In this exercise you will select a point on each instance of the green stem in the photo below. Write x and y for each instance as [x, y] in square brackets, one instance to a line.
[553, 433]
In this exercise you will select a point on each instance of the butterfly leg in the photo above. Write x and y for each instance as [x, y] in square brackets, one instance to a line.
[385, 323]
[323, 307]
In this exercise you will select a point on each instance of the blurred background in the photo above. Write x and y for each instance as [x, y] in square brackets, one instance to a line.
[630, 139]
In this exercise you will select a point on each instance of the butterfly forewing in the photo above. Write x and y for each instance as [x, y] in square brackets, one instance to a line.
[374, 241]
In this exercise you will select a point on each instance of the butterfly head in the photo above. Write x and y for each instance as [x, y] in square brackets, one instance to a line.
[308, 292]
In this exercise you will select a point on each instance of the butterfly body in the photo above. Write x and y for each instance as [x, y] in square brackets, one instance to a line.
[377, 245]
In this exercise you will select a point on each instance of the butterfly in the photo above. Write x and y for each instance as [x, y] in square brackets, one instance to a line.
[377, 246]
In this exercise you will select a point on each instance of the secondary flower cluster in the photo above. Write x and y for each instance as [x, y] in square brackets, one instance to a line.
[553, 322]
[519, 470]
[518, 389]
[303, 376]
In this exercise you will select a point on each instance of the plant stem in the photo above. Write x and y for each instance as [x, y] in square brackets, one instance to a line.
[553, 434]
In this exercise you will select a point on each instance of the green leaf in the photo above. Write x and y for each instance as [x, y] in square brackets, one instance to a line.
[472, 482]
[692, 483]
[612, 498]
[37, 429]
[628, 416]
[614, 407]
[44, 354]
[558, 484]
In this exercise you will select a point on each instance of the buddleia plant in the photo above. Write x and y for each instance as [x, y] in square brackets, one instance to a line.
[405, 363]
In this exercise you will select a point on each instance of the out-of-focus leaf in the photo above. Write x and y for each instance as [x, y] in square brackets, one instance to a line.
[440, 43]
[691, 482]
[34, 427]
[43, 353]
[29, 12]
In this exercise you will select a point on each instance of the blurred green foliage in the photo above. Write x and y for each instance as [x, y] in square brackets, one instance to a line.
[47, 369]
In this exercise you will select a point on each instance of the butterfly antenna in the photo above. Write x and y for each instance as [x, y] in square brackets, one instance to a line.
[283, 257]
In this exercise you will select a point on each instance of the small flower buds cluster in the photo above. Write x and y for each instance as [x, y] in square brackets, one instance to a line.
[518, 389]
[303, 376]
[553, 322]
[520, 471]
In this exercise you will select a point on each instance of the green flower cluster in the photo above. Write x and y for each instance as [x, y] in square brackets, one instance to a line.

• [What the task requires]: Output the entries exactly.

• [Reply]:
In this exercise you will select a point on each instance of the green stem in the photo below. Write x and y for each instance as [x, y] in square brackets, one instance to a line.
[553, 433]
In this exercise you will select a point on each instance of the butterfly leg in the photo above. Write x and y for each instance as [x, y] in square brackets, one instance to a line.
[385, 323]
[323, 307]
In this exercise you will select a point on each instance of the blurred background in the photo above. Write x and y for each instance as [x, y] in square brackets, one instance to a line.
[630, 139]
In this exercise you will select a point on each instance of the butterfly forewing in the photo above. Write x and y for each instance as [x, y] in square brackets, one instance to a line.
[374, 241]
In this exercise you will select a point on each instance of the butterfly head in the photo above. Write x and y for each instance as [x, y] in square brackets, one instance to a line.
[308, 292]
In this exercise you will select a point on each instance of the butterfly body in the photo above. Write x and y for each instance as [x, y] in square brackets, one instance to a line.
[377, 245]
In this exercise you will select a point on each instance of the butterfly in the photo above. Write x and y for each instance as [x, y] in square brackets, one instance to a line.
[377, 246]
In this exercise you will select a point on each instance of the secondary flower cluster in the photo above. Write x and y for each instance as [x, y] in square brackets, one instance to a line.
[553, 322]
[519, 470]
[518, 389]
[303, 376]
In this exercise you will select a point on each instance of the plant stem in the photo above. Write x and y for each instance as [x, y] in square brackets, one instance to a line.
[553, 434]
In this exercise you will select a point on each instance of the green leaf in the photo above. Write x and y for each instance as [x, y] in square brackets, one instance to a line.
[472, 482]
[692, 483]
[612, 498]
[37, 429]
[628, 416]
[614, 407]
[44, 354]
[558, 484]
In this exercise you will select a point on each instance of the buddleia plant in the photo above. Write x and y for each instance as [x, y] in square brackets, one instance to a line.
[405, 363]
In this exercise you will select a point on each instance of the out-of-focus leaf in the photo above. Write x and y for each instance as [x, y] in square brackets, one instance to a line.
[440, 43]
[691, 482]
[34, 427]
[43, 353]
[29, 12]
In this exercise you will select a point on each instance of the blurred green foliage in the photo above. Write x and y for each instance as [x, y] in square brackets, one instance to a line.
[47, 369]
In this exercise you will select a point on each instance of the butterfly antenna in the photo above. Write x and y for each instance as [x, y] in square brackets, one instance to a line.
[283, 257]
In this exercise you will select a point on each instance of the small flower buds cluster in the photo above. Write x and y for each instance as [x, y] in square brackets, one instance to a line.
[518, 389]
[303, 376]
[553, 322]
[520, 471]
In this exercise you will select a point on each instance of the green flower cluster in the photo above. Write x and y for each instance as [x, y] in square brackets, one instance to a line.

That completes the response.